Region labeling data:
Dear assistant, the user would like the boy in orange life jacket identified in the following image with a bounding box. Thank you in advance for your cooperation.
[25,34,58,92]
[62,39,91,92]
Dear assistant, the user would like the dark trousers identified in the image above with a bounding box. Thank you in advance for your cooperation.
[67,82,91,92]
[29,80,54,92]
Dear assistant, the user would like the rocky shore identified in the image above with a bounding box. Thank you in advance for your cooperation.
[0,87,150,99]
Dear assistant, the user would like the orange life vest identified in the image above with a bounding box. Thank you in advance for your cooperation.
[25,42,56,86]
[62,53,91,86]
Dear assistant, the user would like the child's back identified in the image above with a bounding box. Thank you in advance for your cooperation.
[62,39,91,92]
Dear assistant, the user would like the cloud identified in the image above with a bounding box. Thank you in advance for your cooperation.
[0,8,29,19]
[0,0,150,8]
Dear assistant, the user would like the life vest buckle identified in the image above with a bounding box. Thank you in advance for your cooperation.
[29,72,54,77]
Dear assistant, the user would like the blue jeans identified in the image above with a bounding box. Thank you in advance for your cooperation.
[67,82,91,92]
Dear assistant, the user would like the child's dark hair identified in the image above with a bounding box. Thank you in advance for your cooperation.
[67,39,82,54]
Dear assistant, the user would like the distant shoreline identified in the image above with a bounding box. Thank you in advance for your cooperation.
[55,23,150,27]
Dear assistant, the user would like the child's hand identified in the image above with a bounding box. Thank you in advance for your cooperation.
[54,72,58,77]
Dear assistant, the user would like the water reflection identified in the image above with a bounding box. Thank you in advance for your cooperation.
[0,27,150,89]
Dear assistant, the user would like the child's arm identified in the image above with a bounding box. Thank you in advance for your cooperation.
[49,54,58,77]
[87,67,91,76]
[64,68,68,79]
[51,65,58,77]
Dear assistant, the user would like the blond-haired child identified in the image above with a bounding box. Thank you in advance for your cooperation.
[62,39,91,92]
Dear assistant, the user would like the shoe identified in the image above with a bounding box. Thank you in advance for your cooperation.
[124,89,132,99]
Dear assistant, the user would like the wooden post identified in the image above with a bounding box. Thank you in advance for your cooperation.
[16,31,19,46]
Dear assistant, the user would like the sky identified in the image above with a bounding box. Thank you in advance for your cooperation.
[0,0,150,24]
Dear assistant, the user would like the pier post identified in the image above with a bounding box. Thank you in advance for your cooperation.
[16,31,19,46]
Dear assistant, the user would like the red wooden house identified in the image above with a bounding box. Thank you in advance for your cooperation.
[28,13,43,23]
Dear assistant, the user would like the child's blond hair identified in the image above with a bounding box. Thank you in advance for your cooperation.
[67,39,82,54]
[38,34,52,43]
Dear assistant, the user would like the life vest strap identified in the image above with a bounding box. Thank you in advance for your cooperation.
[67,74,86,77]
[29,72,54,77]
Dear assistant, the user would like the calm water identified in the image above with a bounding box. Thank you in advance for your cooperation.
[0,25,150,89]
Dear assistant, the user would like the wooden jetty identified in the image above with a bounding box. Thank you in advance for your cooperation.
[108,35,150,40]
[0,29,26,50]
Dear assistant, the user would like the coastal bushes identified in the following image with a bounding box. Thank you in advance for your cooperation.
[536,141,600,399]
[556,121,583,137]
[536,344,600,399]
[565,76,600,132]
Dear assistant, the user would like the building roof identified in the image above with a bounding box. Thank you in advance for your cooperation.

* [BRIEF]:
Put every line of the data above into a JSON list of strings, one string per line, and omit any blank lines.

* [EXERCISE RESULT]:
[
  "Dear assistant, the user would like the boy in orange life jacket identified in the following image with a bounding box. Thank you in advance for your cooperation.",
  "[25,34,58,92]",
  "[62,39,91,92]",
  "Dear assistant, the user would like the dark trousers identified in the image above with a bounding box. Thank you in advance for your cooperation.",
  "[67,82,91,92]",
  "[29,80,54,92]",
  "Dear assistant, the user would like the rocky shore identified in the image above with a bounding box. Thank you in advance for your cooperation.",
  "[0,87,150,99]",
  "Dear assistant, the user would like the orange life vest identified in the image above with a bounding box. Thank you in advance for your cooperation.",
  "[25,42,56,86]",
  "[62,53,91,86]",
  "Dear assistant, the user would like the child's back identified in the image above with a bounding box. Thank you in advance for your cooperation.",
  "[62,39,91,92]",
  "Dear assistant, the user would like the cloud identified in the image above with a bounding box. Thank you in advance for your cooperation.",
  "[0,8,29,19]",
  "[0,0,150,8]",
  "Dear assistant, the user would like the life vest buckle identified in the image above with a bounding box. Thank you in advance for your cooperation.",
  "[29,72,54,77]",
  "Dear assistant, the user would like the blue jeans identified in the image above with a bounding box. Thank you in advance for your cooperation.",
  "[67,82,91,92]",
  "Dear assistant, the user would like the child's dark hair identified in the image above with a bounding box. Thank you in advance for your cooperation.",
  "[67,39,82,54]",
  "Dear assistant, the user would like the distant shoreline identified in the image above with a bounding box. Thank you in advance for your cooperation.",
  "[55,23,150,27]",
  "Dear assistant, the user would like the child's hand identified in the image above with a bounding box. Thank you in advance for your cooperation.",
  "[54,72,58,77]",
  "Dear assistant, the user would like the water reflection identified in the image above with a bounding box. Thank you in advance for your cooperation.",
  "[0,27,150,89]",
  "Dear assistant, the user would like the child's arm identified in the image above with a bounding box. Thank you in advance for your cooperation.",
  "[49,54,58,77]",
  "[87,67,91,76]",
  "[64,68,68,79]",
  "[51,65,58,77]",
  "Dear assistant, the user would like the blond-haired child identified in the image above with a bounding box. Thank you in advance for your cooperation.",
  "[62,39,91,92]",
  "Dear assistant, the user would like the shoe identified in the image above with a bounding box. Thank you in advance for your cooperation.",
  "[124,89,132,99]",
  "Dear assistant, the user would like the wooden post identified in the image above with a bounding box. Thank you in advance for your cooperation.",
  "[16,31,19,46]",
  "Dear assistant, the user would like the sky identified in the image above with a bounding box. Thank you in advance for your cooperation.",
  "[0,0,150,24]",
  "Dear assistant, the user would like the pier post identified in the image above with a bounding box. Thank you in advance for your cooperation.",
  "[16,31,19,46]",
  "Dear assistant, the user would like the red wooden house identified in the image above with a bounding box. Thank you in advance for your cooperation.",
  "[28,13,43,23]",
  "Dear assistant, the user would like the child's blond hair identified in the image above with a bounding box. Thank you in advance for your cooperation.",
  "[67,39,82,54]",
  "[38,34,52,43]",
  "Dear assistant, the user would like the life vest strap identified in the image above with a bounding box. Thank you in advance for your cooperation.",
  "[67,74,86,77]",
  "[29,72,54,77]",
  "Dear assistant, the user would like the calm water identified in the image above with a bounding box. Thank you in advance for your cooperation.",
  "[0,25,150,89]",
  "Dear assistant, the user would like the wooden jetty identified in the image above with a bounding box. Thank you in advance for your cooperation.",
  "[108,35,150,40]",
  "[0,29,26,50]",
  "Dear assistant, the user would like the coastal bushes identified in the following image with a bounding box. Thank you in advance for your cooperation.",
  "[536,141,600,399]",
  "[556,121,583,137]",
  "[536,344,600,399]",
  "[565,76,600,132]",
  "Dear assistant, the user would like the building roof identified in the image above with a bounding box. Thank you in advance for your cooperation."
]